◆ Aim of the task
Each line below should be retyped exactly, with no pictures.
-- Begin Task inputs --
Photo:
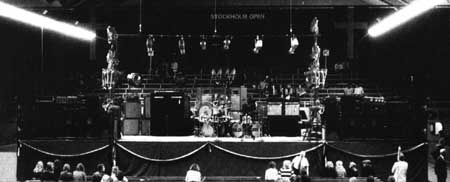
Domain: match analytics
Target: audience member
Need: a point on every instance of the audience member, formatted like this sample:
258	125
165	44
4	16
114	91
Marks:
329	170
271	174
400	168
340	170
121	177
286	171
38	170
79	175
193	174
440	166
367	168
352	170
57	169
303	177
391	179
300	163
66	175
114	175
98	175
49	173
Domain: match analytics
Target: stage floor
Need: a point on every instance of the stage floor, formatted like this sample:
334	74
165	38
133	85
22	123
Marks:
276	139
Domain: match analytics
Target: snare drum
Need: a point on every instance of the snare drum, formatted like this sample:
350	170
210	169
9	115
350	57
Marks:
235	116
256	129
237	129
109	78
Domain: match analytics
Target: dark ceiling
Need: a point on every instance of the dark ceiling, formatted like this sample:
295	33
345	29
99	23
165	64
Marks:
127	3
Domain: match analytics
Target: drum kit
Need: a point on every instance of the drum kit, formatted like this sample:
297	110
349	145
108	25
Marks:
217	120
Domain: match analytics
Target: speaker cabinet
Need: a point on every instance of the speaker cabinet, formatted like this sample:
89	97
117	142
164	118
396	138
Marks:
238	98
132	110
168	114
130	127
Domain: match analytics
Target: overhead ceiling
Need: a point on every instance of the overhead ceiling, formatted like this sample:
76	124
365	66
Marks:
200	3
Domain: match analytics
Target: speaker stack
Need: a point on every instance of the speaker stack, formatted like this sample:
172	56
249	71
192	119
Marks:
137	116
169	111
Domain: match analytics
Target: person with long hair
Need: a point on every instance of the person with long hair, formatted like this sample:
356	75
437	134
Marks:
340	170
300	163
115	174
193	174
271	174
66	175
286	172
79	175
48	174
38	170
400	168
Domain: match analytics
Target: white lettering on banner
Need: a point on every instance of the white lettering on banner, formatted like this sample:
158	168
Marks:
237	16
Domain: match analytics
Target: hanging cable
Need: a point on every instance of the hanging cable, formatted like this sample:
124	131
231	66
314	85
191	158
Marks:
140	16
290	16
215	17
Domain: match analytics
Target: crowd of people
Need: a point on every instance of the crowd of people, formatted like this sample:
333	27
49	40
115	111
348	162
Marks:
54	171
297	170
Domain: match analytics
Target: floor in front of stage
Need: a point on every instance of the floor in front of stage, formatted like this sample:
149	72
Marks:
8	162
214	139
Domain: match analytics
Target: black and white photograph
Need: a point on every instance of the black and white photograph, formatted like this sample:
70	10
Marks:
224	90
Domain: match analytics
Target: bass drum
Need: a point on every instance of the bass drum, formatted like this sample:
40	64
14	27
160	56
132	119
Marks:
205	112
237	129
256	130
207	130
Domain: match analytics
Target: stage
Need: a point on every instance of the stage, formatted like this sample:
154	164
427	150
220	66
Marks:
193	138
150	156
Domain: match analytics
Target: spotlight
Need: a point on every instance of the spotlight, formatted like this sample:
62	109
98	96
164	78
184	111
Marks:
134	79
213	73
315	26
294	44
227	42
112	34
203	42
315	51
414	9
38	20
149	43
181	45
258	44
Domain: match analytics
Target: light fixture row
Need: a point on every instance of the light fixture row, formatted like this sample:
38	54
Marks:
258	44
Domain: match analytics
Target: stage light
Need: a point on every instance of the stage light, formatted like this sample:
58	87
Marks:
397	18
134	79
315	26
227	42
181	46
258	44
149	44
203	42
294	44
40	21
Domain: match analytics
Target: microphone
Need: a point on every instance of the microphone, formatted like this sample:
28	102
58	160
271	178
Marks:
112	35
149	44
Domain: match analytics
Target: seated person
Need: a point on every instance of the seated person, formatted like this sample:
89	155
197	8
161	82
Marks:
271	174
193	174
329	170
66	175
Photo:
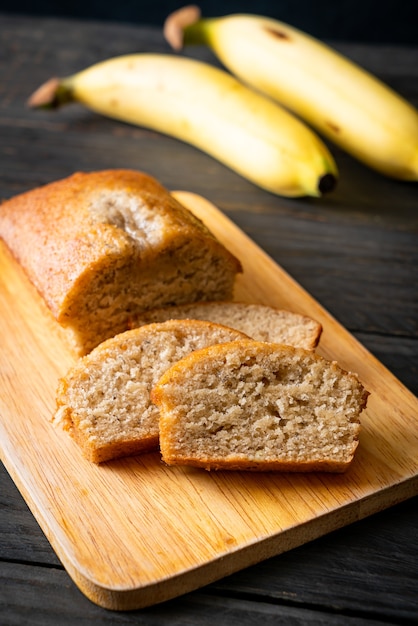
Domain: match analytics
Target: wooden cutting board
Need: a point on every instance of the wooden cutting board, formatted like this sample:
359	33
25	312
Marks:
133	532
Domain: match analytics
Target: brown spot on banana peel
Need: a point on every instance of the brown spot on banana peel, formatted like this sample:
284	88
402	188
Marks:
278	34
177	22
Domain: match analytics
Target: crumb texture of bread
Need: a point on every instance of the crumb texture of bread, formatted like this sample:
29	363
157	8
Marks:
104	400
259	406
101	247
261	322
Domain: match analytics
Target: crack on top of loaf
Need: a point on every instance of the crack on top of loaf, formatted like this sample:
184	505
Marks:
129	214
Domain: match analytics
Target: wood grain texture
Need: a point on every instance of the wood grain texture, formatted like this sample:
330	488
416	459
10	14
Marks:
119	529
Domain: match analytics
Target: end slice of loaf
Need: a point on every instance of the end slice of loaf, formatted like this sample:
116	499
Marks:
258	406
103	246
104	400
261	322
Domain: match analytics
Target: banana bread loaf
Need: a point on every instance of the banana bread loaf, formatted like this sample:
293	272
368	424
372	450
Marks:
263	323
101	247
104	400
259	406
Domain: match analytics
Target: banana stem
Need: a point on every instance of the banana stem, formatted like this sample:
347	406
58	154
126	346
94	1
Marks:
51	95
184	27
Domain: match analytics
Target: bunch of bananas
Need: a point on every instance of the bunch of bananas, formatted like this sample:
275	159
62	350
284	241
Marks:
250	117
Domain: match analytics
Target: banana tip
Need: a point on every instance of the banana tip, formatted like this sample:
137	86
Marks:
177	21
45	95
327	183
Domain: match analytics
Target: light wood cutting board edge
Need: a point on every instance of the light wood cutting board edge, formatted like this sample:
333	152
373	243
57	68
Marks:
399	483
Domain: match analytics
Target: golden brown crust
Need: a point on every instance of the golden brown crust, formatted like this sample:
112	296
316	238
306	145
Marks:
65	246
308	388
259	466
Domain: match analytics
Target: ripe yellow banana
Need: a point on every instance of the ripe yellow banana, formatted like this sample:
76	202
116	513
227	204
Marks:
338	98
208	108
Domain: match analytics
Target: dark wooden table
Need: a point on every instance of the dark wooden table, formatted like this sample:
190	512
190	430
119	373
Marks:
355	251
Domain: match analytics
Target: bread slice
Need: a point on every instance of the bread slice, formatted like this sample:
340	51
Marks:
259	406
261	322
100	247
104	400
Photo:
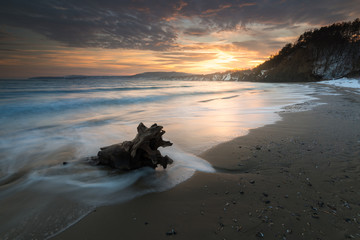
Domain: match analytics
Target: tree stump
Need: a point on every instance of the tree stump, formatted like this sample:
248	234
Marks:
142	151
-- End Task inputs --
◆ Correct output
Photo:
Domain: match analytics
Target: audience member
Need: a point on every instance of the audience member, formatted like this sample:
258	125
165	44
4	16
114	91
Marks:
329	170
271	174
400	168
340	170
121	177
286	171
38	170
79	175
193	174
440	166
367	168
352	170
57	169
303	177
391	179
300	163
66	175
114	175
98	175
49	173
Domain: match analytics
Target: stage floor
Need: a point on every instance of the stage floor, formatted like this sample:
334	74
165	38
133	85
22	123
Marks:
276	139
Domain: match analytics
Target: snare drum
Need: a point on every instance of the snare drum, formatted like this sample:
350	170
210	169
9	115
350	57
Marks:
235	116
256	129
237	129
109	78
Domain: match analytics
Target: dark ceiling
Need: a point on every instance of the dark ceiling, formatted like this sample:
295	33
345	29
99	23
165	64
Marks:
127	3
Domain: match analytics
Target: drum kit
Need: a point on every instance of the drum kit, formatted like this sample:
297	110
349	145
108	25
Marks:
217	120
Domain: match analytics
Target: speaker cabinet
Need: a point on every instance of the speaker cabinet, formatted like this sample:
89	97
117	142
164	118
396	138
Marks:
238	98
132	110
168	114
130	127
Domain: match analytics
Target: overhead ceiling
Need: a point on every instance of the overhead ceiling, formatted like this sample:
76	124
365	66
Marks:
200	3
Domain: match analytics
Target: speaker stack
Need: a point on every instance of the speaker stack, formatted like this sample:
172	56
249	71
192	119
Marks:
137	116
169	111
Domain: match analytics
Target: person with long hair
Need: a point on every instance of the person with long hair, formatted like this sample:
356	75
437	134
Marks:
340	170
300	163
115	174
193	174
271	174
66	175
286	172
79	175
48	174
38	170
400	168
Domain: match analytics
Target: white lettering on banner
Need: a point on every instance of the white lettering on banner, formatted like this sample:
158	168
Marks:
237	16
Domain: match analytics
Target: hanging cable
Need: a point on every instance of the hanging cable, formatted like this sample:
124	131
231	66
314	85
191	158
Marks:
140	16
290	16
215	17
Domain: match analytics
Target: crowd of people
Need: a point on every instance of the crowd of people, formatted like this sample:
333	27
49	40
115	111
348	162
Marks:
54	171
297	170
Domain: match analytics
Target: floor in front of stage
Need: a point on every instance of the floor in front of stage, formatted like this sample:
149	72
Marks:
8	162
214	139
Domain: match analytics
Target: black and white photograph
Need: a point on every instance of the black and white photograph, formatted like this sample:
70	10
Marks:
224	90
Domain: match analytics
Target: bass drum
Need: a point on every instance of the bass drum, formatted like this sample:
40	64
14	27
160	56
132	119
Marks:
205	112
237	129
256	130
207	130
Domain: match analytics
Target: stage
Need: a point on every instance of the stage, formatted like this sample:
154	164
427	150
220	66
Marks:
193	138
150	156
Domain: match analytics
Target: spotlight
Need: a point on every instance of the spotlight, formatted like this sample:
62	109
98	96
164	78
184	111
Marks:
134	79
213	73
315	26
294	44
227	42
112	34
203	42
315	51
414	9
38	20
149	43
181	45
258	44
Domain: match analytics
Target: light fixture row
Need: a point on every instance of the light fixture row, formatted like this sample:
38	54
Marks:
258	44
Domain: match analytics
Target: stage light
Need: a point on every instance of the stage light, formatted like this sample:
58	87
Marks:
397	18
134	79
315	26
227	42
181	46
258	44
149	44
203	42
294	44
40	21
Domain: match analytics
Target: microphone
Need: a point on every instance of the microphone, formatted like this sample:
28	102
58	160
271	178
Marks:
112	35
149	44
Domain: match analytics
Target: seated person
Need: a point on every instance of the seated person, formatted like this sample:
89	155
197	8
161	82
Marks:
271	174
193	174
329	170
66	175
Photo:
Domain: match analytics
Target: wooden cutting board
Need: a point on every instance of the wooden cutting board, formatted like this sample:
359	33
25	312
Marks:
133	532
Domain: match analytics
Target: brown spot on banana peel
Need: a point on every instance of the brown spot on banana peel, formatted like this sample:
284	88
402	188
Marks:
278	34
177	22
Domain: match analytics
Target: crumb texture of bread
Need: a point on every instance of the crumb texture of bread, formatted like this sample:
29	363
157	8
Marks:
104	400
259	406
101	247
261	322
Domain: match analytics
Target: crack on top of loaf
Need: a point on every instance of the crack on top of loaf, formatted like this sample:
184	505
Marks:
129	214
Domain: match analytics
Target: wood grain texture
Need: a point on every instance of the wood grain texture, formatted like this sample:
330	488
416	459
10	14
Marks:
119	529
Domain: match analytics
Target: end slice of loaf
Need: a point on every instance of the end slice of loaf, formatted like this sample:
116	499
Marks:
258	406
103	246
104	400
261	322
Domain: match analytics
Target: banana bread loaf
Need: a point on every instance of the banana bread loaf, formatted like this sample:
293	272
368	424
372	450
Marks:
263	323
101	247
104	400
259	406
Domain: match analytics
Target: banana stem
Need: a point on every instance of the banana stem, formatted like this sample:
347	406
58	154
126	346
94	1
Marks:
51	95
184	27
Domain: match analytics
Target: bunch of bananas
Need: a point on every instance of the bunch of bananas, formatted like this sample:
275	159
62	350
284	241
Marks:
250	117
Domain: match analytics
Target: banana tip
Need: a point on every instance of the banana tip, formatted like this sample:
137	86
Marks:
177	21
45	95
327	183
Domain: match analytics
Target: light wood cutting board edge
Need: a point on every instance of the light wood cutting board edge, formatted like this sample:
333	152
373	243
57	68
Marks:
399	483
Domain: match analytics
Target: golden brown crust
Need: a point on every instance of the golden brown crust, formatted like this sample:
112	296
316	238
306	145
Marks:
65	246
308	388
259	466
Domain: match analytics
Target: ripe yellow banana
Need: a point on every instance of the ripe yellow banana, formatted like this sample:
76	202
116	513
227	204
Marks:
338	98
208	108
Domain: match analytics
Target: dark wooden table
Need: a point on every instance of the dark wooden table, formatted like this sample:
190	512
190	430
119	373
Marks:
355	251
Domain: match analytics
Target: bread slice
Need: a point on every instance of the bread slice, formatted like this sample:
340	51
Marks:
259	406
261	322
100	247
104	400
Photo:
Domain: match analytics
Target: tree stump
Need: a point on every instance of the tree stump, formatted like this sample:
248	234
Marks:
142	151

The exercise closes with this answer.